Dataset records —
━━━━━━━━

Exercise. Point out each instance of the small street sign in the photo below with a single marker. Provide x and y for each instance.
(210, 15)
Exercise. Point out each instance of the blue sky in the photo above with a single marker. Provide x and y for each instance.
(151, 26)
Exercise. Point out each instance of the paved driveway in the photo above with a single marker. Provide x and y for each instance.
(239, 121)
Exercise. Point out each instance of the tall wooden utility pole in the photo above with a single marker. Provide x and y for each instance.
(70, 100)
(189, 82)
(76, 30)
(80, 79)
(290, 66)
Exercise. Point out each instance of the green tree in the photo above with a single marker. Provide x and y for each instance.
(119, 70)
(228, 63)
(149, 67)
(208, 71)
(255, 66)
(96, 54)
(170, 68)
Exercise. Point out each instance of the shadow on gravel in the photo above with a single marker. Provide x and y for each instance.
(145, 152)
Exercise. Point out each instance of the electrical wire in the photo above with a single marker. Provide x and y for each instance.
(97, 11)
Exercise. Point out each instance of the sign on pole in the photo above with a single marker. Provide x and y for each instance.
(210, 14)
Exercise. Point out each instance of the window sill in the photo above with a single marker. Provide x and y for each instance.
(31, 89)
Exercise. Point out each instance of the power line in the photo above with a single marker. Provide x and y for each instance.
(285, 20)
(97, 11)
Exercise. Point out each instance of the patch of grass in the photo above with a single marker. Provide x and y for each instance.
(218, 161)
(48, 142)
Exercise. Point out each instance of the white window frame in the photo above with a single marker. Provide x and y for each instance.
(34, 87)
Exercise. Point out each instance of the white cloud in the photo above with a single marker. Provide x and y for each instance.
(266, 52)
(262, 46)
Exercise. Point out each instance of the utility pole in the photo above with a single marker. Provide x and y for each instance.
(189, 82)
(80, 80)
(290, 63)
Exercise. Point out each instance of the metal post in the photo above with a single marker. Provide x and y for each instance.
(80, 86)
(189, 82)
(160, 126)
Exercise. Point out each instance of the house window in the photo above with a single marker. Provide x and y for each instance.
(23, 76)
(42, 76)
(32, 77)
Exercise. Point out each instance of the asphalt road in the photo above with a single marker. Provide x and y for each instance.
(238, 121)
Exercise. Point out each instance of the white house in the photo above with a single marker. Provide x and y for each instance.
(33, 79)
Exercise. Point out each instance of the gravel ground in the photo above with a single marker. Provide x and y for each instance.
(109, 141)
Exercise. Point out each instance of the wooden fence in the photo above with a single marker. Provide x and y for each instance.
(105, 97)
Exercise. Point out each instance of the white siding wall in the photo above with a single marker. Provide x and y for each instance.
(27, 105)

━━━━━━━━

Work order —
Look for the line that contains "Exercise. Point out each instance of the gravel" in the listing above. Set down that line and each line after it, ending with the last one.

Written reply —
Exercise. Point out each instance of the gravel ground in the photo above with a single marker. Provide x and y for each instance.
(109, 141)
Exercise. Point out each instance of the wooden fence in the photo above with a single marker. Provide x and y for each instance.
(105, 97)
Exercise. Point out each instance of the white siding wall in the photo above with a single marker. Provide x and y for each instance.
(27, 105)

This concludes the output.